=== Exercise directions ===
Everything in the listing should be restated word for word.

(Point annotation records)
-- start --
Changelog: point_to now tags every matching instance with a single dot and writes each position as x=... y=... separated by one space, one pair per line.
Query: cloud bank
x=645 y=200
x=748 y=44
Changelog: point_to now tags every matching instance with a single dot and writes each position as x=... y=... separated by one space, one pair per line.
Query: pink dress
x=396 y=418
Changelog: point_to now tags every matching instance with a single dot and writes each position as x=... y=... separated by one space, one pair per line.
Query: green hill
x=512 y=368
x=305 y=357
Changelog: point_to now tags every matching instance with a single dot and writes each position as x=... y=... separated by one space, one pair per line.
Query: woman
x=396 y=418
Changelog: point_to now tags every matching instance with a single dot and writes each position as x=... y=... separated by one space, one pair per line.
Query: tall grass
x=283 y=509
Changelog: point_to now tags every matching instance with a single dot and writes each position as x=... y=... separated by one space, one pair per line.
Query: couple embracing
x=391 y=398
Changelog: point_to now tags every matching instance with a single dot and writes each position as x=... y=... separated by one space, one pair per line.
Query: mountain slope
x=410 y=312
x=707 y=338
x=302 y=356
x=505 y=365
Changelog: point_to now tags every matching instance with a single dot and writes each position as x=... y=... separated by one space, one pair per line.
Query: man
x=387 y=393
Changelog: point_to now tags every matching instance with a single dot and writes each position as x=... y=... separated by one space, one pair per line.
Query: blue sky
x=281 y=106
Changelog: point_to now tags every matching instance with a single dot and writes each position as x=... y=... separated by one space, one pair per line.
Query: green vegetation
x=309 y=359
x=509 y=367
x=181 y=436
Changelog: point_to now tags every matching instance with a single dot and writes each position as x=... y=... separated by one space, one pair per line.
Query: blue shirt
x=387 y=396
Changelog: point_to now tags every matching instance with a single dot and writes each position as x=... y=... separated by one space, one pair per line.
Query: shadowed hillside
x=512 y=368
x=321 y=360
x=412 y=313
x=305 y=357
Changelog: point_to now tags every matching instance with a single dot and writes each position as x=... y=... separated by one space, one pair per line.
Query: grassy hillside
-- end --
=== Response ===
Changelog: point_to now tags every matching instance with a single dot and writes each position as x=... y=... separated by one space, one pair per line.
Query: cloud bank
x=645 y=200
x=748 y=44
Changelog: point_to now tags every matching instance with a single dot and writes each position as x=... y=... separated by one space, one pair per line.
Query: pink dress
x=396 y=418
Changelog: point_to now tags every matching instance with a single dot and writes each position as x=... y=... separated by one space, one pair per line.
Query: green hill
x=512 y=368
x=305 y=357
Changelog: point_to now tags every matching instance with a single dot and writes each position as x=... y=... separated by one space, one pair per line.
Query: woman
x=396 y=418
Changelog: point_to now tags every matching instance with a single dot and writes each position as x=... y=... separated by one space, one pair per line.
Query: tall grass
x=283 y=509
Changelog: point_to now tags every matching instance with a single dot and writes each position as x=... y=... separated by one space, one pair per line.
Query: couple embracing
x=391 y=398
Changelog: point_to now tags every matching instance with a single dot and writes each position as x=... y=... separated by one space, one pair per line.
Query: mountain slope
x=410 y=312
x=707 y=338
x=302 y=356
x=505 y=365
Changelog: point_to now tags every matching instance with a single dot and writes each position as x=... y=... separated by one space, one pair per line.
Query: man
x=387 y=393
Changelog: point_to now tags every matching instance with a single dot and writes each position as x=... y=... separated by one space, one pair per line.
Query: blue sky
x=281 y=106
Changelog: point_to now tags every matching instance with a single dot and writes each position as x=... y=... separated by one space, one pair per line.
Query: green vegetation
x=309 y=359
x=509 y=367
x=181 y=436
Changelog: point_to now tags every matching instance with a single dot and writes each position as x=... y=... separated by one space, one pair per line.
Query: blue shirt
x=387 y=396
Changelog: point_to now tags every matching instance with a single dot and writes each position as x=... y=... separated by one space, one pair per line.
Query: shadowed hillside
x=512 y=368
x=321 y=360
x=412 y=313
x=305 y=357
Changelog: point_to now tags every matching instance with a single dot and writes each position as x=... y=... separated by one space, one pair per line.
Query: grassy hillside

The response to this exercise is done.